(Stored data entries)

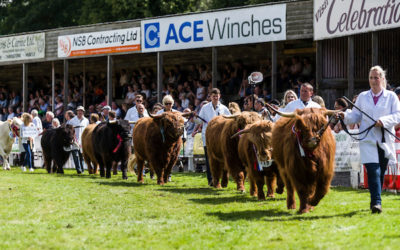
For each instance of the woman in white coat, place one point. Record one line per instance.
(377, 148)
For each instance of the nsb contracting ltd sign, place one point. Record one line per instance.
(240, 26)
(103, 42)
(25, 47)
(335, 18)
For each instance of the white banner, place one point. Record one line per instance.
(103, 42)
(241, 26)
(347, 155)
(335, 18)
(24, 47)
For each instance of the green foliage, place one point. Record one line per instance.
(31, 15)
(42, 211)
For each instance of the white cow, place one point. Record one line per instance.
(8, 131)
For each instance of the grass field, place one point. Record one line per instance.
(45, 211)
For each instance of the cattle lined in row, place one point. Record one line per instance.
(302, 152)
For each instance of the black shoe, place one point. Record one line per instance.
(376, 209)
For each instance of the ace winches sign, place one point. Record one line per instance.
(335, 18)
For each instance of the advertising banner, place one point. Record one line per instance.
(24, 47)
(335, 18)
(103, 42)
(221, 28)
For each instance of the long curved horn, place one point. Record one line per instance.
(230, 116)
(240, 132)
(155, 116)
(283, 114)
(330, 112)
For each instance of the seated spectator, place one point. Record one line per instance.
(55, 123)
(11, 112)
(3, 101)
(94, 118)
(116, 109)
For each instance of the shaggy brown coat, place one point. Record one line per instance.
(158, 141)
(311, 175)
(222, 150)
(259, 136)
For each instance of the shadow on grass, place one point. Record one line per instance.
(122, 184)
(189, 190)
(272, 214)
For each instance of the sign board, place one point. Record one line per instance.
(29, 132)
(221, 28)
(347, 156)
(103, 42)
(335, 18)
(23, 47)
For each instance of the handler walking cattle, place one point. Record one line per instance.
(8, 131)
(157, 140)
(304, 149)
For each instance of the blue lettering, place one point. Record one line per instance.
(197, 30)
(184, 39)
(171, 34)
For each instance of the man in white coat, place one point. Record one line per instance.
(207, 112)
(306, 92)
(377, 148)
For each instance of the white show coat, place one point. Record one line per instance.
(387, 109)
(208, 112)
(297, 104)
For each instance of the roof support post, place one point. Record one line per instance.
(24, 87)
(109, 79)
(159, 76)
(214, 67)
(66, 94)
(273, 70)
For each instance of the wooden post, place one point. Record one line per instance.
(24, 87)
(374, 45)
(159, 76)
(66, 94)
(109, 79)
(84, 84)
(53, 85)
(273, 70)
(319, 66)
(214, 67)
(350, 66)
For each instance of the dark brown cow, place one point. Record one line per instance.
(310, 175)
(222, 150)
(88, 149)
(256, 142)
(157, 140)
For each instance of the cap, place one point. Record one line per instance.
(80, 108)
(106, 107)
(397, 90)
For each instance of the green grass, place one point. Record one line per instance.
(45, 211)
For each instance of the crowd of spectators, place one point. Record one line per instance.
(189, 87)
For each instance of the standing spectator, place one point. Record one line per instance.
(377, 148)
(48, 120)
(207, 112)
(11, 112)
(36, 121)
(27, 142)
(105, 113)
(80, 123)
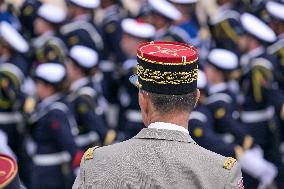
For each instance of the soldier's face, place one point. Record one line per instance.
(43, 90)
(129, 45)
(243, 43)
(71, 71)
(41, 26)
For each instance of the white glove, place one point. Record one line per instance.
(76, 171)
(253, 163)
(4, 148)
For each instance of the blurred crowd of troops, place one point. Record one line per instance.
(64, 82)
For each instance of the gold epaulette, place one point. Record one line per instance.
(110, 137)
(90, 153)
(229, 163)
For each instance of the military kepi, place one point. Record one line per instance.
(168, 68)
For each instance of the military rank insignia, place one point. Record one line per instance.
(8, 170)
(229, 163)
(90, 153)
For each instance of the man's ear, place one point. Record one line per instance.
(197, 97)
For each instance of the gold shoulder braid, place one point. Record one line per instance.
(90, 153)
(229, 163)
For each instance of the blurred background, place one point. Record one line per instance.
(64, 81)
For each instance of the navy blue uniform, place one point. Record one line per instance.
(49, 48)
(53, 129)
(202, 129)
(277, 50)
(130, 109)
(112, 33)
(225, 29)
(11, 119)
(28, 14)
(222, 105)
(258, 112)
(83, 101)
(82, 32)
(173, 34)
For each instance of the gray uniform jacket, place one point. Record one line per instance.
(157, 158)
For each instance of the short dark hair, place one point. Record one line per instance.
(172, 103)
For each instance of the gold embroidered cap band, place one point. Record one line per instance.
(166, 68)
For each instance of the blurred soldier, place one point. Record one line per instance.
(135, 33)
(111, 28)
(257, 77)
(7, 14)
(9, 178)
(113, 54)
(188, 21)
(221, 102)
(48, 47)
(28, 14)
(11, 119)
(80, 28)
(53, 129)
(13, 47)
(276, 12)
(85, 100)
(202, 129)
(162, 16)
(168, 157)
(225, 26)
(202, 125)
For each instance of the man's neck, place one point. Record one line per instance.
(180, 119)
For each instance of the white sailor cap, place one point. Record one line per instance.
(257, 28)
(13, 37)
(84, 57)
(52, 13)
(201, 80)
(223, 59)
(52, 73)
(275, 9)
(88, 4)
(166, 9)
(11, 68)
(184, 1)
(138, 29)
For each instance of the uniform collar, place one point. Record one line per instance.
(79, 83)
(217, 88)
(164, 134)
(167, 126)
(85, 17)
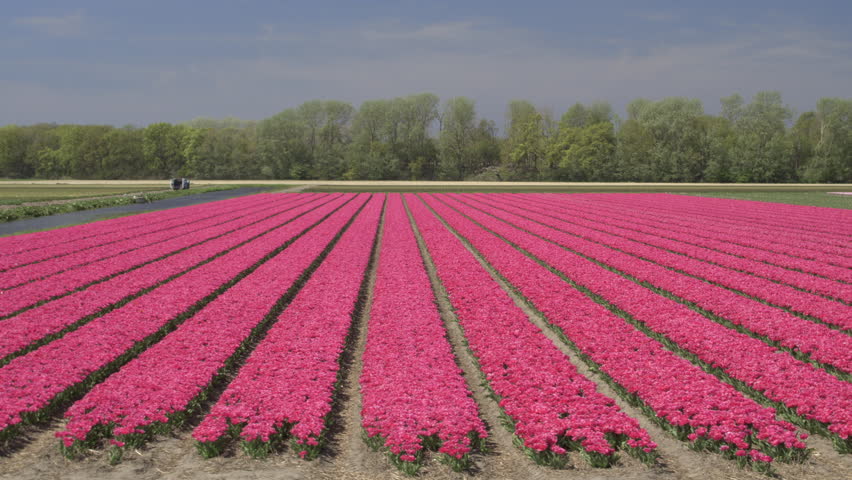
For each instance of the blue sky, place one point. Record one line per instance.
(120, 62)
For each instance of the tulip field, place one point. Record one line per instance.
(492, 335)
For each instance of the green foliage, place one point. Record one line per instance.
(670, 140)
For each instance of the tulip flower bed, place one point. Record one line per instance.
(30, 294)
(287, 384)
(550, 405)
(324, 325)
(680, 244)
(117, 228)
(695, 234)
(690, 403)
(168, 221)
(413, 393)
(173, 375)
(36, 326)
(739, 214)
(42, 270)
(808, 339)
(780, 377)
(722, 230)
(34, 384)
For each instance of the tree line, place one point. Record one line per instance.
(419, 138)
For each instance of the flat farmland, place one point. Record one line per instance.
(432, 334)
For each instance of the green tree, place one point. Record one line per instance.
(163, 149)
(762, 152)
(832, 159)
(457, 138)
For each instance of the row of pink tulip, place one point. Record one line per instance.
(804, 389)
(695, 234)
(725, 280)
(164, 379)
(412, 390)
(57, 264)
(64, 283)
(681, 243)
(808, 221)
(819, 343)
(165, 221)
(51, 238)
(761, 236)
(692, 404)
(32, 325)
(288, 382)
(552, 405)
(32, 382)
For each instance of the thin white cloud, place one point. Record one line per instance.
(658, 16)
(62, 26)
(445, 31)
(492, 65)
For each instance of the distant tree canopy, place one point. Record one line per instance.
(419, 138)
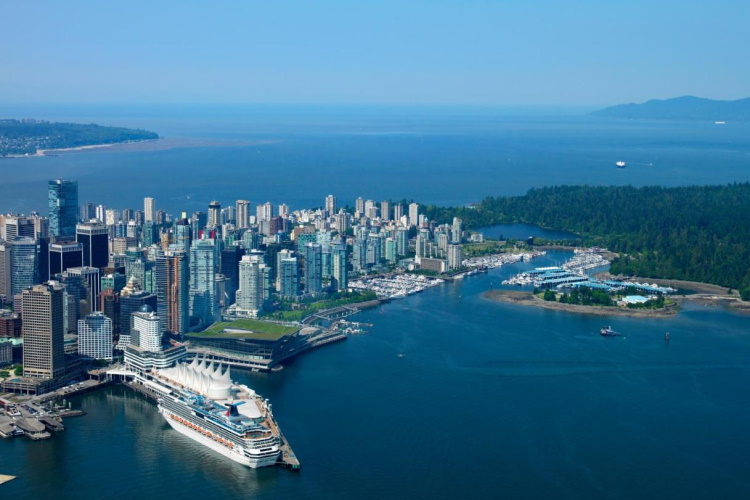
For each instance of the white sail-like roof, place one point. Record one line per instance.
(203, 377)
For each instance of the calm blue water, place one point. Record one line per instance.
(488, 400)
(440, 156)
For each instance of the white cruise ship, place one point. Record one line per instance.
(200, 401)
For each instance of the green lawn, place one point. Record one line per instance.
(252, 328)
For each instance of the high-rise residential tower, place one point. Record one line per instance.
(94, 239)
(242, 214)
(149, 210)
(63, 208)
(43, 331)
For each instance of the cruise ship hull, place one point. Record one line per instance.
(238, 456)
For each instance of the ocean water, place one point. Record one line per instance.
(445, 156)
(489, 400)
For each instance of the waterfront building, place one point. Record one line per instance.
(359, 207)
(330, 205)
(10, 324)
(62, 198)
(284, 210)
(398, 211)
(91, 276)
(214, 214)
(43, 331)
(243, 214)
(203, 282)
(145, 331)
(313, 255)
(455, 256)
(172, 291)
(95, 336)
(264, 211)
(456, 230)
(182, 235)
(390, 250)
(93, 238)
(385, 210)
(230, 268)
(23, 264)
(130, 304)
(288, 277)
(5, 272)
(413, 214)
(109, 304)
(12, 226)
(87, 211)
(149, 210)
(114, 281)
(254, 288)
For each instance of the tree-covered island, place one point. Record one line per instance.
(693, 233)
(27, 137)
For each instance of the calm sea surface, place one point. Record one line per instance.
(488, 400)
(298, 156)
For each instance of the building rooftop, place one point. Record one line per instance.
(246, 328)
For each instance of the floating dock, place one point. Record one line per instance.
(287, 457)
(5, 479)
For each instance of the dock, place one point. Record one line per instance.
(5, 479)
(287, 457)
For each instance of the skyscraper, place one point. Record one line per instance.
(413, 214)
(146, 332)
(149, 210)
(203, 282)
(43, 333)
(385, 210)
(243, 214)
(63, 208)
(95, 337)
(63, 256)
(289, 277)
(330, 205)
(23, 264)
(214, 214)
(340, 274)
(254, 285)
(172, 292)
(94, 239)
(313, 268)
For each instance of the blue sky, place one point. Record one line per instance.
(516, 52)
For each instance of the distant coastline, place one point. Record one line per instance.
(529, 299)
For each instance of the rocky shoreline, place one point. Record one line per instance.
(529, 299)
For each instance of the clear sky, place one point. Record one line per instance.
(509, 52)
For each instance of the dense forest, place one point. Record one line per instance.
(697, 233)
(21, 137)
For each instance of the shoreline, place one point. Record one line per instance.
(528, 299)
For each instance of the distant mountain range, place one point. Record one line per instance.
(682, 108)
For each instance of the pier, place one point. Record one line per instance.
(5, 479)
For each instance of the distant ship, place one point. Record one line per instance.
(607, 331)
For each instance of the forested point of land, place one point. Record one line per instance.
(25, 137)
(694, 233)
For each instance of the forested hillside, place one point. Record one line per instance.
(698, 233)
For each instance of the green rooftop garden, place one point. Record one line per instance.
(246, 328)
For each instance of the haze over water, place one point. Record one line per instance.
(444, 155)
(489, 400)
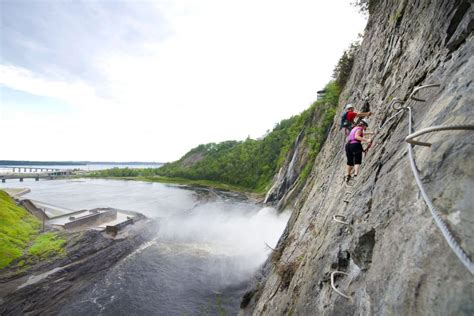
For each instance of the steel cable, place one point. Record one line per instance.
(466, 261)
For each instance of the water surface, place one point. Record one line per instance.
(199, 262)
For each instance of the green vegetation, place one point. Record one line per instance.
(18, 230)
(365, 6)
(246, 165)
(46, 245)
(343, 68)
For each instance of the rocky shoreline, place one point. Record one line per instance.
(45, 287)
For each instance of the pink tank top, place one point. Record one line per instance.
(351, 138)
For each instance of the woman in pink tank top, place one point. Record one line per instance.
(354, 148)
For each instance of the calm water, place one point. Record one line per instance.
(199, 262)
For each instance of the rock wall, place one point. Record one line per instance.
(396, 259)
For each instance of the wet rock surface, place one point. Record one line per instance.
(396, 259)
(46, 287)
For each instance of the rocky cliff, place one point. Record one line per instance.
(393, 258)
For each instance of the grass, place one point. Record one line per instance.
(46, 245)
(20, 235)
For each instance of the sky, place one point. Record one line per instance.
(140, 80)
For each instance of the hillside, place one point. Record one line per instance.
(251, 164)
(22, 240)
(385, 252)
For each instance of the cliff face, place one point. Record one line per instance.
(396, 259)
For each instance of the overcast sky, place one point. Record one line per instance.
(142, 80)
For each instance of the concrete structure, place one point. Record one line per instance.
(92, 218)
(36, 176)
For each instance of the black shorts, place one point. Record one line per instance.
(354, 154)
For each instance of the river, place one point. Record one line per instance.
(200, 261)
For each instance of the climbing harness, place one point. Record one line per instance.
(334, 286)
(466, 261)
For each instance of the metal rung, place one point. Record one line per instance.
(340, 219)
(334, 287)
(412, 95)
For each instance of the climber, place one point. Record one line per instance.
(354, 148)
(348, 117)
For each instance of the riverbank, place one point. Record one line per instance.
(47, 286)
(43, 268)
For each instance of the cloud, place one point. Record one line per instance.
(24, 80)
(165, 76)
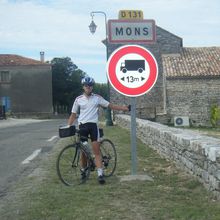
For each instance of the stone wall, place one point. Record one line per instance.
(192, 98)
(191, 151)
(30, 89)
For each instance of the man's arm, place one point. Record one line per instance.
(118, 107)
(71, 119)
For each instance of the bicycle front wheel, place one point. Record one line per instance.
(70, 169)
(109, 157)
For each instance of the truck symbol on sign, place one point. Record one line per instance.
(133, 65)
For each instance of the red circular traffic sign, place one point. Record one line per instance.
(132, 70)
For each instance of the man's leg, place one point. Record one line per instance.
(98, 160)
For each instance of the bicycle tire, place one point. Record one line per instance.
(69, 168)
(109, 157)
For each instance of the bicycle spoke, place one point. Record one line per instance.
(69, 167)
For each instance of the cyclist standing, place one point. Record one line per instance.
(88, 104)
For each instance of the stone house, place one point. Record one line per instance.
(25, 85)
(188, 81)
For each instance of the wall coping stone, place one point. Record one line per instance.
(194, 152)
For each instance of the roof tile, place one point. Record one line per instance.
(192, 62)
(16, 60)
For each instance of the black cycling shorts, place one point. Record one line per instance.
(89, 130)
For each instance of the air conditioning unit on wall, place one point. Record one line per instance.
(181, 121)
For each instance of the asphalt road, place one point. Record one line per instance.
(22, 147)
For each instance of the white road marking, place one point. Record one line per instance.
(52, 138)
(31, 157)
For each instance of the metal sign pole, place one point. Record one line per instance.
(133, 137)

#### [YOUR TASK]
Lines from the one containing "For each instance of the cyclist" to the last line above, both included: copy these exactly and write nothing else.

#### [TASK RESPONSE]
For each instance of the cyclist standing, place one point. Record one line per instance.
(88, 104)
For each instance of the stone house, place one point. Record one line per instance.
(25, 85)
(188, 81)
For each instance of the wall coping stone, place one point. Record one line per instance.
(194, 152)
For each instance of the roof tile, place one point. Record one line per instance.
(192, 62)
(16, 60)
For each instance of the black cycling shorts, place one point. Record one line per instance.
(89, 130)
For each instance of the air conditioning unit on wall, place one point. Record one line per instance.
(181, 121)
For each instance of the asphalt road, place one point. Record one line per instance.
(22, 147)
For each instance of the white road marking, place one point. Record one line per instance.
(52, 138)
(31, 157)
For each instance of the metal sign pole, place one point. Record one line per instance.
(133, 137)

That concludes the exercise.